## Start DATASET CONTENT
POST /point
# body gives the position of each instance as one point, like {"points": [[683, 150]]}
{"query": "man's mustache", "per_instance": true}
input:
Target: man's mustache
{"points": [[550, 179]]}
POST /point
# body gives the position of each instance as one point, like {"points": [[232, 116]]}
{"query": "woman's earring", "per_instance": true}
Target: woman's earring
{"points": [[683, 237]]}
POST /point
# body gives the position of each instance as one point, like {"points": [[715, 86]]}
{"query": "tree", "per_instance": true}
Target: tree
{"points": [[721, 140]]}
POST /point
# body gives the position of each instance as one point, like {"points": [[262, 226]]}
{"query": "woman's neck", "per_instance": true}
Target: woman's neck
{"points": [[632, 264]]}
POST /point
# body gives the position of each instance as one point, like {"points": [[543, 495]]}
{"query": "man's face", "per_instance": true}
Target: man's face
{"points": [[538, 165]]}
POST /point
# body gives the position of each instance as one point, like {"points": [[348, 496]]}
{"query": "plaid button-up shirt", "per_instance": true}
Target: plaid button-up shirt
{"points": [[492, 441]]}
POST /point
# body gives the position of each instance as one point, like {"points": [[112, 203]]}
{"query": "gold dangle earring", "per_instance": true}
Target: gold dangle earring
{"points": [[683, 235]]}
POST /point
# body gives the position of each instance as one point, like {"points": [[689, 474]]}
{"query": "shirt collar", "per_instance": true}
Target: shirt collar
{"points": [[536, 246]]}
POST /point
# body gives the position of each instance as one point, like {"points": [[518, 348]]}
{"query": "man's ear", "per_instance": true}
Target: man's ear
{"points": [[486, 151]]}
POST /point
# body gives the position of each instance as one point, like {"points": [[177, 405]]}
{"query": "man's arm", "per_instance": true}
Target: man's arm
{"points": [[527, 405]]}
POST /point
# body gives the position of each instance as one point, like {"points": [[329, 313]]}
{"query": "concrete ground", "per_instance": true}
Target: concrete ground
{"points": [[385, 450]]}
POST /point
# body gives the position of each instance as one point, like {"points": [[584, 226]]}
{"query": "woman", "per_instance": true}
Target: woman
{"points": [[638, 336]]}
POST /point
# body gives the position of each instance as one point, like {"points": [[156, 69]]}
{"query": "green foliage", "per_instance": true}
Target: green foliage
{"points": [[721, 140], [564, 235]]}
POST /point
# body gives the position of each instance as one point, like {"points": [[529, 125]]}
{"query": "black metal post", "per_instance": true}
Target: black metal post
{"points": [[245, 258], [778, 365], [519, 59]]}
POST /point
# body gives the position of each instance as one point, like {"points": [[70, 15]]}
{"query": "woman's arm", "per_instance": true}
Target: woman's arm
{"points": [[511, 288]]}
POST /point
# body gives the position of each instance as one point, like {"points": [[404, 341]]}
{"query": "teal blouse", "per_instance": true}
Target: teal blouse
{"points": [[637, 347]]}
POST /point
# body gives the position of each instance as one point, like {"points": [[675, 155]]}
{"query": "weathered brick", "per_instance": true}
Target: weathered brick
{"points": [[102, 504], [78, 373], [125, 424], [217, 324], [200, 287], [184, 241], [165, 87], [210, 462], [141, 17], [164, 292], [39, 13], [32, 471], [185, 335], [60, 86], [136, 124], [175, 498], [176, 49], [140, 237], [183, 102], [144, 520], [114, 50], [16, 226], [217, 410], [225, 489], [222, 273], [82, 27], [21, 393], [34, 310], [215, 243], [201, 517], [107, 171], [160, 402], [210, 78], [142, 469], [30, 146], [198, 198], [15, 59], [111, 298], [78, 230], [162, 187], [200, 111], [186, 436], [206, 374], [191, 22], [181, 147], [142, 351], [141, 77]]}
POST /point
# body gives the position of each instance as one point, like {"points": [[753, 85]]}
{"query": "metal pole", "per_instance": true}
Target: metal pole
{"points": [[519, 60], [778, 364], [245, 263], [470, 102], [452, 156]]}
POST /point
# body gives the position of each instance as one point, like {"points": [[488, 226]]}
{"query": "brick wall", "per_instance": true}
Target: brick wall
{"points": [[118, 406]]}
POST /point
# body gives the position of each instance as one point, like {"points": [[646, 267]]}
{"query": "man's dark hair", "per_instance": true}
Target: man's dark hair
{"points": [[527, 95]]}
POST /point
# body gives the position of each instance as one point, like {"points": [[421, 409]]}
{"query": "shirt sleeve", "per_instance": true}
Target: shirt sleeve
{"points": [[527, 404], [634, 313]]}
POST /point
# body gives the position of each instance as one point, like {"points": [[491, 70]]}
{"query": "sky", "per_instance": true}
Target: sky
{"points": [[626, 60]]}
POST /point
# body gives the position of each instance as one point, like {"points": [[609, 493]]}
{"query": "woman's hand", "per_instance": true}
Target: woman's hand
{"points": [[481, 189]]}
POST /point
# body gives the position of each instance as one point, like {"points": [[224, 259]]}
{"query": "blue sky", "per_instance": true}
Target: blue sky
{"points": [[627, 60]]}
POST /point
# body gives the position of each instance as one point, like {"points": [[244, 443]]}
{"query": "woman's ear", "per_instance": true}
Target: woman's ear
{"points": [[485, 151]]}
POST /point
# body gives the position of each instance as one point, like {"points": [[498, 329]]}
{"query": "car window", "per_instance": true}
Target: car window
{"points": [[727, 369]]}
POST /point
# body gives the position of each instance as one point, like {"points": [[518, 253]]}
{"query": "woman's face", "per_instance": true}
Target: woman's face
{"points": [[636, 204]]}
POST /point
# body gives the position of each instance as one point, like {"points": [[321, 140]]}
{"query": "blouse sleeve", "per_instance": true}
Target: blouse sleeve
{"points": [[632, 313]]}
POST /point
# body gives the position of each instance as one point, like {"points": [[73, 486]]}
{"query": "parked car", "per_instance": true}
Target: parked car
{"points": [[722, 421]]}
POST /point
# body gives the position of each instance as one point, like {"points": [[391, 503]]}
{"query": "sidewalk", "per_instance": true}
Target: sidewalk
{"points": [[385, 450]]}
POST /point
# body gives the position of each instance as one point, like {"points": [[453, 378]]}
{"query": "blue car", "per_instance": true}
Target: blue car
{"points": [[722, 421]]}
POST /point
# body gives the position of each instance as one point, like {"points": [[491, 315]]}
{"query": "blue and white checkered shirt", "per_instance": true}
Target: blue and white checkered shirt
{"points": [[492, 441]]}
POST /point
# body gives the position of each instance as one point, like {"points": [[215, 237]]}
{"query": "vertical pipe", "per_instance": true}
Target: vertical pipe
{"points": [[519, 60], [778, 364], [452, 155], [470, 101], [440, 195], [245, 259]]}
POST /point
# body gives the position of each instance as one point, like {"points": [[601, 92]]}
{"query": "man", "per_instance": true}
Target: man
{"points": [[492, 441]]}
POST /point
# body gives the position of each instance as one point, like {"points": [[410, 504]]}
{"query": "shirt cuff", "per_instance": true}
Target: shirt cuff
## End DATASET CONTENT
_DIRECTIVE:_
Transcribe every entry verbatim.

_EXERCISE SOLUTION:_
POST /point
# body gives the position of each instance as one point, like {"points": [[683, 150]]}
{"query": "man's mustache", "per_instance": true}
input:
Target: man's mustache
{"points": [[550, 179]]}
POST /point
# body gives the position of each instance as one point, like {"points": [[232, 116]]}
{"query": "woman's earring", "per_instance": true}
Target: woman's earring
{"points": [[683, 237]]}
POST /point
# body gives the position of each instance as one point, like {"points": [[715, 86]]}
{"query": "tree", "per_instance": true}
Target: tree
{"points": [[721, 140]]}
POST /point
# body gives the position of each instance as one point, like {"points": [[262, 226]]}
{"query": "woman's neck", "per_instance": true}
Target: woman's neck
{"points": [[632, 264]]}
POST /point
# body gives the position of each instance as one point, like {"points": [[543, 495]]}
{"query": "man's face", "per_instance": true}
Target: man's face
{"points": [[538, 165]]}
POST /point
# body gives the position of each instance as one point, like {"points": [[348, 496]]}
{"query": "plaid button-up shirt", "per_instance": true}
Target: plaid button-up shirt
{"points": [[492, 441]]}
POST /point
# body gives the position of each instance as one point, like {"points": [[112, 203]]}
{"query": "gold dangle earring", "per_instance": true}
Target: gold dangle earring
{"points": [[683, 235]]}
POST /point
# body gives the position of each instance as one point, like {"points": [[689, 474]]}
{"query": "shirt collar", "per_instance": true}
Target: shirt collar
{"points": [[536, 246]]}
POST /point
# body gives the position of each instance as one point, like {"points": [[518, 348]]}
{"query": "man's ear", "per_instance": true}
Target: man's ear
{"points": [[486, 151]]}
POST /point
# body gives the position of each instance as one point, like {"points": [[177, 405]]}
{"query": "man's arm", "per_instance": true}
Target: man's arm
{"points": [[527, 405]]}
POST /point
# body gives the position of each instance as one point, like {"points": [[329, 313]]}
{"query": "concrete ground", "per_instance": true}
Target: concrete ground
{"points": [[385, 450]]}
POST /point
# body gives the position of each instance as one point, like {"points": [[584, 226]]}
{"query": "woman", "per_instance": true}
Target: woman
{"points": [[638, 336]]}
POST /point
# body gives the position of each instance as one point, like {"points": [[156, 69]]}
{"query": "green foliage", "per_instance": true}
Target: green foliage
{"points": [[721, 140], [564, 235]]}
POST /point
# body gives the position of each instance as one point, like {"points": [[529, 125]]}
{"query": "black metal post", "per_instance": true}
Target: black metal post
{"points": [[245, 258], [778, 365], [519, 59]]}
POST /point
# body gives the position of each instance as one point, like {"points": [[70, 15]]}
{"query": "woman's arm", "per_instance": true}
Target: woman's arm
{"points": [[511, 288]]}
POST /point
# body gives the position of each instance as one point, like {"points": [[404, 341]]}
{"query": "teal blouse", "per_instance": true}
Target: teal blouse
{"points": [[637, 347]]}
POST /point
# body gives the position of each instance as one point, like {"points": [[675, 155]]}
{"query": "weathered brick", "per_instance": true}
Target: weathered brick
{"points": [[102, 504], [78, 373], [125, 424], [217, 324], [200, 287], [184, 241], [165, 87], [210, 462], [141, 17], [164, 292], [39, 13], [32, 471], [185, 335], [60, 86], [136, 124], [175, 498], [176, 49], [140, 237], [183, 102], [144, 520], [114, 50], [16, 226], [217, 410], [225, 489], [222, 273], [82, 27], [21, 393], [34, 310], [215, 243], [201, 517], [107, 171], [160, 402], [210, 78], [142, 469], [30, 146], [198, 198], [15, 59], [111, 298], [78, 230], [162, 187], [200, 111], [186, 436], [206, 374], [191, 22], [181, 147], [142, 351], [141, 77]]}
POST /point
# body gives the position of each instance as one point, like {"points": [[753, 85]]}
{"query": "metal pole", "per_instance": true}
Target: metal pole
{"points": [[519, 60], [778, 364], [245, 263], [470, 102], [452, 156]]}
POST /point
# body gives the position of each instance as one point, like {"points": [[488, 226]]}
{"query": "brick wall", "per_instance": true}
Target: brick wall
{"points": [[118, 406]]}
POST /point
# body gives the position of each instance as one point, like {"points": [[646, 267]]}
{"query": "man's dark hair", "per_instance": true}
Target: man's dark hair
{"points": [[527, 95]]}
POST /point
# body gives the position of each instance as one point, like {"points": [[421, 409]]}
{"query": "shirt sleeve", "per_instance": true}
Target: shirt sleeve
{"points": [[527, 404], [634, 313]]}
POST /point
# body gives the position of each instance as one point, like {"points": [[491, 70]]}
{"query": "sky", "per_instance": true}
Target: sky
{"points": [[626, 60]]}
POST /point
# body gives the position of each instance as one point, like {"points": [[609, 493]]}
{"query": "woman's hand", "per_instance": true}
Target: woman's hand
{"points": [[481, 189]]}
POST /point
# body gives the position of each instance as one point, like {"points": [[224, 259]]}
{"query": "blue sky", "per_instance": true}
Target: blue sky
{"points": [[627, 60]]}
POST /point
# body gives the position of each instance as one point, like {"points": [[244, 443]]}
{"query": "woman's ear", "per_instance": true}
Target: woman's ear
{"points": [[485, 151]]}
POST /point
# body gives the position of each instance as one point, like {"points": [[498, 329]]}
{"query": "car window", "per_instance": true}
Target: car window
{"points": [[727, 369]]}
POST /point
# body gives the position of each instance as one point, like {"points": [[518, 253]]}
{"query": "woman's face", "per_instance": true}
Target: woman's face
{"points": [[636, 204]]}
POST /point
# body gives the position of each instance as one point, like {"points": [[321, 140]]}
{"query": "blouse sleeve", "per_instance": true}
Target: blouse sleeve
{"points": [[632, 313]]}
POST /point
# body gives the position of each instance as one point, like {"points": [[73, 486]]}
{"query": "parked car", "per_instance": true}
Target: parked car
{"points": [[722, 421]]}
POST /point
# body gives the position of each instance as one point, like {"points": [[391, 503]]}
{"query": "sidewalk", "per_instance": true}
Target: sidewalk
{"points": [[385, 450]]}
POST /point
# body gives the position of each instance as one point, like {"points": [[453, 378]]}
{"query": "blue car", "per_instance": true}
Target: blue car
{"points": [[722, 421]]}
POST /point
# body gives the position of each instance as one point, like {"points": [[491, 315]]}
{"query": "blue and white checkered shirt", "per_instance": true}
Target: blue and white checkered shirt
{"points": [[492, 441]]}
POST /point
# body gives the position of each instance as one point, like {"points": [[215, 237]]}
{"query": "vertical pipe", "per_instance": true}
Target: vertical pipe
{"points": [[519, 60], [778, 364], [452, 155], [470, 101], [440, 195], [245, 259]]}
POST /point
# body gives the position of each instance as one point, like {"points": [[601, 92]]}
{"query": "man", "per_instance": true}
Target: man
{"points": [[492, 441]]}
POST /point
# body gives the position of each instance as one point, like {"points": [[410, 504]]}
{"query": "shirt cuff", "per_instance": true}
Target: shirt cuff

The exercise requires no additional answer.